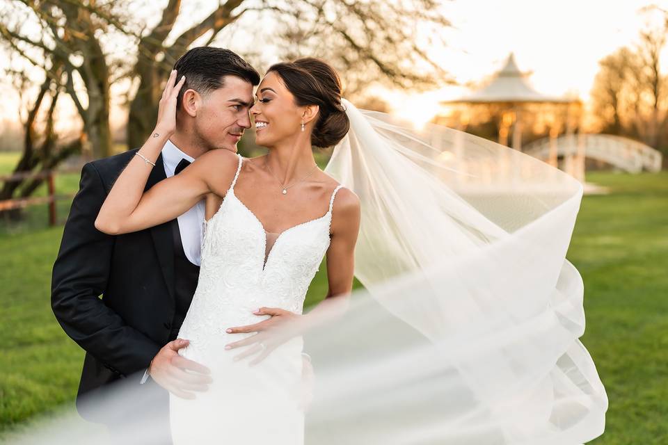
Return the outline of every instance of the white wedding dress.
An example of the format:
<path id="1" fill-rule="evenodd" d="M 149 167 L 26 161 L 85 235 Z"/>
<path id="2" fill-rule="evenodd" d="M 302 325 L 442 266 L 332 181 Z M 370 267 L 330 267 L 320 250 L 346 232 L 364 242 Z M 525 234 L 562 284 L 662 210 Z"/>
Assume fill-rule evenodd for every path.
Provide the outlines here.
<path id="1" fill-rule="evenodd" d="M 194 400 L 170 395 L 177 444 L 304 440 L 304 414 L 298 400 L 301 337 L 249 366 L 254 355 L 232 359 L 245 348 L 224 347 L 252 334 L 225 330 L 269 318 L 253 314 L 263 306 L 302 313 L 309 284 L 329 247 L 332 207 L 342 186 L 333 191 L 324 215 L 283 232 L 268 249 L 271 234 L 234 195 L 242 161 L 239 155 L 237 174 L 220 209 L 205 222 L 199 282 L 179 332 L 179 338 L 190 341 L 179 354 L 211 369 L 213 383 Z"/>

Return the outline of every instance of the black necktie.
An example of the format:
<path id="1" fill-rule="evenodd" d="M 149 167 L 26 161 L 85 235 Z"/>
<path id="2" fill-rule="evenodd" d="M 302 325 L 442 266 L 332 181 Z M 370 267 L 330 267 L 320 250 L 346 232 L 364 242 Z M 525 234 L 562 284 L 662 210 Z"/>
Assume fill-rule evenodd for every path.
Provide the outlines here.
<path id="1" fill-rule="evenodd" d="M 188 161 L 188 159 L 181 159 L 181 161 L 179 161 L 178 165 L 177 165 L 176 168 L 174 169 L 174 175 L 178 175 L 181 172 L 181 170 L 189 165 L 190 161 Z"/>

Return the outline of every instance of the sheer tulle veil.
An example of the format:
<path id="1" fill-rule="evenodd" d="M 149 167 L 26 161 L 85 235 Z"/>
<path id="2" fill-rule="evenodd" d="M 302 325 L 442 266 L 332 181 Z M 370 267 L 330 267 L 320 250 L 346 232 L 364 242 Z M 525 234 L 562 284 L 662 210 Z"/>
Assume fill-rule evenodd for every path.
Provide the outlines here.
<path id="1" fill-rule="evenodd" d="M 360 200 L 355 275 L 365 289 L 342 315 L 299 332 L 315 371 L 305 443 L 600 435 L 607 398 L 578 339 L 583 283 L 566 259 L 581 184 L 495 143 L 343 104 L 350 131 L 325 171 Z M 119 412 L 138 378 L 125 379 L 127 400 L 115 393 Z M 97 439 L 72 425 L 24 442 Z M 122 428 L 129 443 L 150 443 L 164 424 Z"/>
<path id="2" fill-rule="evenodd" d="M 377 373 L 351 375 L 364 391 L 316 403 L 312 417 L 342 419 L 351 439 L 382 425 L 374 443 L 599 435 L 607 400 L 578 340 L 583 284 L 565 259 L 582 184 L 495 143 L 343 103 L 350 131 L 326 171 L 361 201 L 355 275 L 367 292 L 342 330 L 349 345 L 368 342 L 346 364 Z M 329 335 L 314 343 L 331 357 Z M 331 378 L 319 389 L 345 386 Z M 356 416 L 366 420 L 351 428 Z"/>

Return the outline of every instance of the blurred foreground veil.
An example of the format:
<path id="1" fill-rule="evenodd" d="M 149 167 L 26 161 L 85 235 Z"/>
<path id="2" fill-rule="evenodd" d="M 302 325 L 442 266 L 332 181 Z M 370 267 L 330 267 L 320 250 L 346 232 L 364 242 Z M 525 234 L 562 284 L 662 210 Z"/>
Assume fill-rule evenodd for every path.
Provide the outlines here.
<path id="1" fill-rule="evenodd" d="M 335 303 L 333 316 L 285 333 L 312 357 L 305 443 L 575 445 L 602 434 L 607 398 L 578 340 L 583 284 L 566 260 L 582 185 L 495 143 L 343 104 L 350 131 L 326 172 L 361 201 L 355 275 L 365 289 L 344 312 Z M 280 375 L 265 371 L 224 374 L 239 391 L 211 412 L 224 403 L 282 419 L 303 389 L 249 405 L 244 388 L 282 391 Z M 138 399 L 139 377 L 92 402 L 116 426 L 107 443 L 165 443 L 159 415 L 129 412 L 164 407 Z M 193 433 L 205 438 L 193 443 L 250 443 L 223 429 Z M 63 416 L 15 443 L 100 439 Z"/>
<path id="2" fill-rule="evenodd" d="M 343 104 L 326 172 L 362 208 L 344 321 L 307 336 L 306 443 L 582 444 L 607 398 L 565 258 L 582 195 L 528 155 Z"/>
◇ ◇ ◇ ◇ ◇ ◇ ◇
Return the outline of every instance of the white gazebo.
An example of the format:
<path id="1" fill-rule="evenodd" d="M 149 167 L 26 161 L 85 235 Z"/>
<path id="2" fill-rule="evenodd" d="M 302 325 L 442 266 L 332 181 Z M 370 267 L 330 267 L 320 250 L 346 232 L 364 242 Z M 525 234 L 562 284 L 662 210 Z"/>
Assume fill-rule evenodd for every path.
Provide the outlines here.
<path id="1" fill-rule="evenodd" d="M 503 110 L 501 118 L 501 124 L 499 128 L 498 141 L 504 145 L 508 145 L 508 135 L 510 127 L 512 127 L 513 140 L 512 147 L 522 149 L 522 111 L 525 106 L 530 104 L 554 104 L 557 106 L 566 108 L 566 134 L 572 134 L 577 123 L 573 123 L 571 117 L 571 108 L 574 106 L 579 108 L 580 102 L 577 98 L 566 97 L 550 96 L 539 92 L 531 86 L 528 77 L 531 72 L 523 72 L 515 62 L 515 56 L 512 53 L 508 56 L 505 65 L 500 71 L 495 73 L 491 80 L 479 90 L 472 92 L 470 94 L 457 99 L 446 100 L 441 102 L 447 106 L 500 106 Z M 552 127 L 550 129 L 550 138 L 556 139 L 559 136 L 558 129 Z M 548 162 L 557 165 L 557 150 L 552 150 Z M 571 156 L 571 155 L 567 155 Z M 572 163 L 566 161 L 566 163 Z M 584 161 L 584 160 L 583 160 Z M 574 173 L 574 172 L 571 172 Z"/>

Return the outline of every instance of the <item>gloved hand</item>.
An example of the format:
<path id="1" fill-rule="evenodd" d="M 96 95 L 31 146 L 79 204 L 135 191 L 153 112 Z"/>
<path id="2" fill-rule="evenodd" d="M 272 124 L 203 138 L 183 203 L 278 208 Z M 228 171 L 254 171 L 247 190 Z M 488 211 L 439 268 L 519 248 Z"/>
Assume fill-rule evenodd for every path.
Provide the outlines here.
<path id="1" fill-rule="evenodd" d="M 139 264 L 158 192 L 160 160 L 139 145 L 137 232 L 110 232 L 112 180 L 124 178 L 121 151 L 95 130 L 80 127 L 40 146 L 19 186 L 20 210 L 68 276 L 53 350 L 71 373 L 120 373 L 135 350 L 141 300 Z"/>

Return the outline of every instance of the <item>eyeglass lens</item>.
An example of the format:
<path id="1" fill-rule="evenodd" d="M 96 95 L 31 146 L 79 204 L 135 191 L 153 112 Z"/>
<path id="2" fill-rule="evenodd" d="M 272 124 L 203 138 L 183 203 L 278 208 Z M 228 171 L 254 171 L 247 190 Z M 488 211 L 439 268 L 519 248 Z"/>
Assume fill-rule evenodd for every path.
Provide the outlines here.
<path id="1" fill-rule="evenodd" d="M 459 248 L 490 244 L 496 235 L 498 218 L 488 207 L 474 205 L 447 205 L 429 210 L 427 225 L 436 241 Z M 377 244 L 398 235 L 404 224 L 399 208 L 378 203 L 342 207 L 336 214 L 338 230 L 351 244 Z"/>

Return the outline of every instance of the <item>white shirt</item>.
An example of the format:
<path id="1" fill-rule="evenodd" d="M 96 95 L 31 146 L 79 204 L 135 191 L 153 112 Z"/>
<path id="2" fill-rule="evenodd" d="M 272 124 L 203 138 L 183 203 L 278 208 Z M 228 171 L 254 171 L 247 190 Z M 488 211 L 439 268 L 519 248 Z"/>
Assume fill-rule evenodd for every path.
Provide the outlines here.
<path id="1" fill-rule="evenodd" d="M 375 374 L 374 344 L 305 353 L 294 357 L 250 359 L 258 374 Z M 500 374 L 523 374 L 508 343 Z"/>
◇ ◇ ◇ ◇ ◇ ◇ ◇
Stated exercise
Rewrite the entries from the line with "Return the outline of every instance of the <item>eyeglass" to the line with "459 248 L 490", replacing "eyeglass lens" with "spectacle lens" and leaving everything else unchanged.

Solution below
Return the outline of every instance of the <item>spectacle lens</item>.
An example of the format:
<path id="1" fill-rule="evenodd" d="M 96 95 L 31 146 L 79 204 L 135 191 L 153 112 Z"/>
<path id="2" fill-rule="evenodd" d="M 272 124 L 203 138 L 183 203 L 278 208 Z M 228 171 L 254 171 L 247 190 Z M 488 211 L 439 268 L 519 248 Z"/>
Assume fill-rule evenodd for every path.
Provide the outlines here.
<path id="1" fill-rule="evenodd" d="M 459 248 L 490 244 L 496 235 L 498 218 L 488 207 L 474 205 L 447 205 L 429 210 L 427 225 L 436 241 Z M 377 244 L 398 235 L 404 224 L 399 208 L 378 203 L 342 207 L 336 214 L 338 230 L 351 244 Z"/>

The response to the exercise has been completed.